• Action item: Only text is carried over. Reproduce the entries below exactly.

Source records Block Start

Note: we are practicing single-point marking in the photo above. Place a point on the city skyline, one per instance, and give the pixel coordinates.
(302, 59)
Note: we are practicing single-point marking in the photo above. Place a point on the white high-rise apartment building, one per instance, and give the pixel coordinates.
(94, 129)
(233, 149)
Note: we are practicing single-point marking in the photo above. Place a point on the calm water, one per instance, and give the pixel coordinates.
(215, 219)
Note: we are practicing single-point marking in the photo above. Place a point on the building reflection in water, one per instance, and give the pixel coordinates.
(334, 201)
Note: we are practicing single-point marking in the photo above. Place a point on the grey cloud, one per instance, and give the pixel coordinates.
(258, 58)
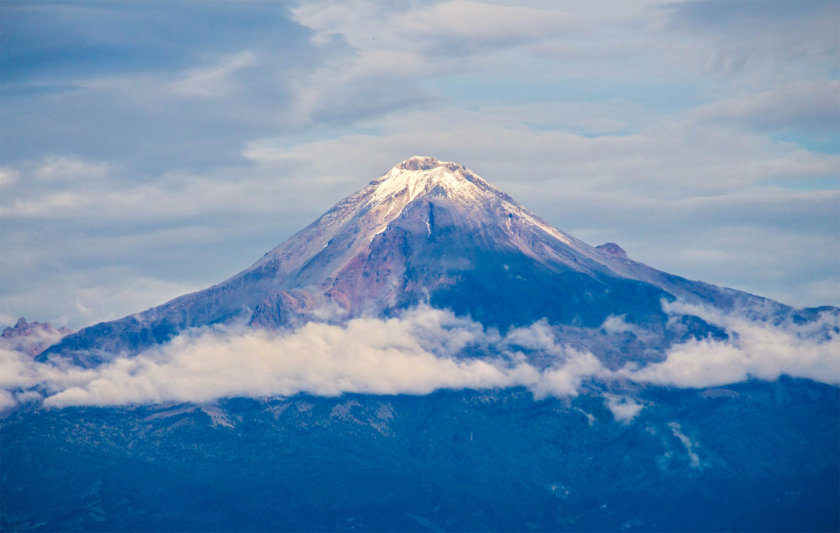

Source records Block End

• Written solution:
Note: we are practicing single-point marking in the photo above. Place a point on the city skyline, one per instance, and give the pixel coordinates.
(302, 59)
Note: we are practicing single-point marking in the photo above. Place a point on the white high-rise apartment building, one per instance, and give the pixel coordinates.
(94, 129)
(233, 149)
Note: we are practicing single-point marking in the photo above. Place a point on the calm water, one per instance, and give the pixel coordinates.
(215, 219)
Note: we are practicing single-point marking in the photo above. Place a point on the building reflection in water, one per instance, and give the pixel coordinates.
(334, 201)
Note: we are practicing single-point marking in the photo above. Place a point on the grey cloud, one per instance, and give the pixel coordinates.
(258, 58)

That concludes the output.